• **Problem description**: Continue the text on Wa Shogi below, starting after its final sentence.

• **Page text**:
>> Start

Not only that, but out of the initial starting setup for each player, there are only multiples of the Sparrows (pawns) — all the other pieces are different.  That means there’s quite a few interesting tactical options in this game.

Wa Shogi is also unusual in that, unlike the other large Shogi variants, Wa Shogi was quite possibly played with drops.  The game was invented after the drop rule became popular in 9×9 Shogi, and the Edo Era sources we have on Wa Shogi mention additional tactical options over the other variants, without specifying precisely what they mean; this could indicate the use of the drop rule.  Additionally, some promoted pieces have identical moves, but are named differently and come from different unpromoted pieces; some suggest this indicates the use of drops, as dropped pieces are unpromoted so these cases would benefit from differentiating the promoted forms for ease of play.

Most modern players play Wa with drops, and the general consensus is that the game plays very well this way, so I definitely recommend using them.  Wa Shogi is a fun change of pace from the traditional game, with the odd new pieces with weird moves and cool names, and the increased freedom of the larger board with drops adds a fun dynamic.

wa-shogi-tsa-1

The starting setup for Wa Shogi, with the second player’s pieces flipped to show their promoted sides.  Only three pieces don’t promote in Wa.

>> End

• **Record extracts**:

>> Start

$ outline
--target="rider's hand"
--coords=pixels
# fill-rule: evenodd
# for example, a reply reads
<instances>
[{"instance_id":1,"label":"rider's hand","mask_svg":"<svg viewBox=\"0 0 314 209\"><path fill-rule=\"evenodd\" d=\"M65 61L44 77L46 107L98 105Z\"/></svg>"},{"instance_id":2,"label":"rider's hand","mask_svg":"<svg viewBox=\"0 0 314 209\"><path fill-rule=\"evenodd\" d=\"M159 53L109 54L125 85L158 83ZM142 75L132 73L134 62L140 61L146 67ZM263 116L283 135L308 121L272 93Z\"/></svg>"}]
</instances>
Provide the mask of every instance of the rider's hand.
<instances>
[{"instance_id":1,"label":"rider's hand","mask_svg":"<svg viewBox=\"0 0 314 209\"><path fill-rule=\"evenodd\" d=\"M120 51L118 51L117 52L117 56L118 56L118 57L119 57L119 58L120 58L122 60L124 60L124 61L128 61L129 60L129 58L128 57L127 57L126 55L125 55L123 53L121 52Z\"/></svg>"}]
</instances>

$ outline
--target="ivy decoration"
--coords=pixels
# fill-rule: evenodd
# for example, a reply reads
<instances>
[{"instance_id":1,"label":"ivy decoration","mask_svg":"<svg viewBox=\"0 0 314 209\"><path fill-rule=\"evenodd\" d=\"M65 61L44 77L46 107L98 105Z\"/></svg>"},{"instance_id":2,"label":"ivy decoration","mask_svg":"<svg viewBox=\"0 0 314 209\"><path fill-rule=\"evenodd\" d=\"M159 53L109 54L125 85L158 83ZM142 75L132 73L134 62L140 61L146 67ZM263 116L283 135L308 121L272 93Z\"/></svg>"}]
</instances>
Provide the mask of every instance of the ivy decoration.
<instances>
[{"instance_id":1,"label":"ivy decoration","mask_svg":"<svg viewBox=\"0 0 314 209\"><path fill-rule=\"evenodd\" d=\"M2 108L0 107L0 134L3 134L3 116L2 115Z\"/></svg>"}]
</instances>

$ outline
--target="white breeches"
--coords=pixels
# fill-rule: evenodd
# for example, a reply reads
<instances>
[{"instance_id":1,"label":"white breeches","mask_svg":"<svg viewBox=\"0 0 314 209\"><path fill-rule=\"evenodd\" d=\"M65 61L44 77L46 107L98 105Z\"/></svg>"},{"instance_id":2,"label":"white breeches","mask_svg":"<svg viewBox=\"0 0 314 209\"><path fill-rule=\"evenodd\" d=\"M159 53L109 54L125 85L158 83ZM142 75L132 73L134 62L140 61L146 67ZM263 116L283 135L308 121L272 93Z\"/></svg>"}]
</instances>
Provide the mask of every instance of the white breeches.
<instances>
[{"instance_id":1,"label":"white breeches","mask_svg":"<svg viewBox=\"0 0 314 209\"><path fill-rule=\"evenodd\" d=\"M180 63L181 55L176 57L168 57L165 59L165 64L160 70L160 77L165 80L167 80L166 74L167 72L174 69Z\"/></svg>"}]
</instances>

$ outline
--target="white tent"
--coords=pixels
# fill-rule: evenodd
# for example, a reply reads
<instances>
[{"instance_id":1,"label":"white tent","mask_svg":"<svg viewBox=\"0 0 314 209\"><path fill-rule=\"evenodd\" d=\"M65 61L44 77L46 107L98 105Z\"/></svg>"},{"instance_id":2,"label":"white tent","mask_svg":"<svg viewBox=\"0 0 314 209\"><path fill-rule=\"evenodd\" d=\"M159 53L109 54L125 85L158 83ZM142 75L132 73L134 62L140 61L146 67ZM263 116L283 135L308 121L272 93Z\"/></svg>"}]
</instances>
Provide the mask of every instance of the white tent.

>> End

• **Result**:
wa-shogi-closeup

A closeup of the Crane King — in the centre of the bottom row — protected on either side by a Violent Stag (left) and Violent Wolf (right).  Lot of violence going down in this game.

wa-shogi-moves-1

wa-shogi-moves-2

A move reference for Wa Shogi, included here mainly to show off the cool names for the pieces!

Chu Shogi

Chu Shogi is a spectacular game.   Those lucky few who have played it frequently class it as one of the finest Chess games ever invented — and I thoroughly agree.  The game is thought to have been invented in the 13th century and is one of the oldest forms of Shogi.

The game is not super accessible at first — the board is much larger than in Shogi (144 squares vs 81), and there are far more pieces on the board (46 pieces per player, compared to 20 each in Shogi).  All told, you’ll have to remember 28 different piece movements instead of 10 like in Shogi!  But the rewards are very much worth it.

Chu Shogi, like the other larger Shogi variants, does not use the drop rule — otherwise the games would go on far too long!  Instead captured pieces are lost permanently, as in Chess.

Despite the large board and huge armies, Chu Shogi maintains a pretty swift pace.  Each player starts with powerful pieces on the board from the beginning — including multiple Dragons and Horses, and the Free King which moves as a Queen in Chess.  Interesting to note here that the Queen in Chess was invented three centuries later — Chu was an extremely innovative game for the time.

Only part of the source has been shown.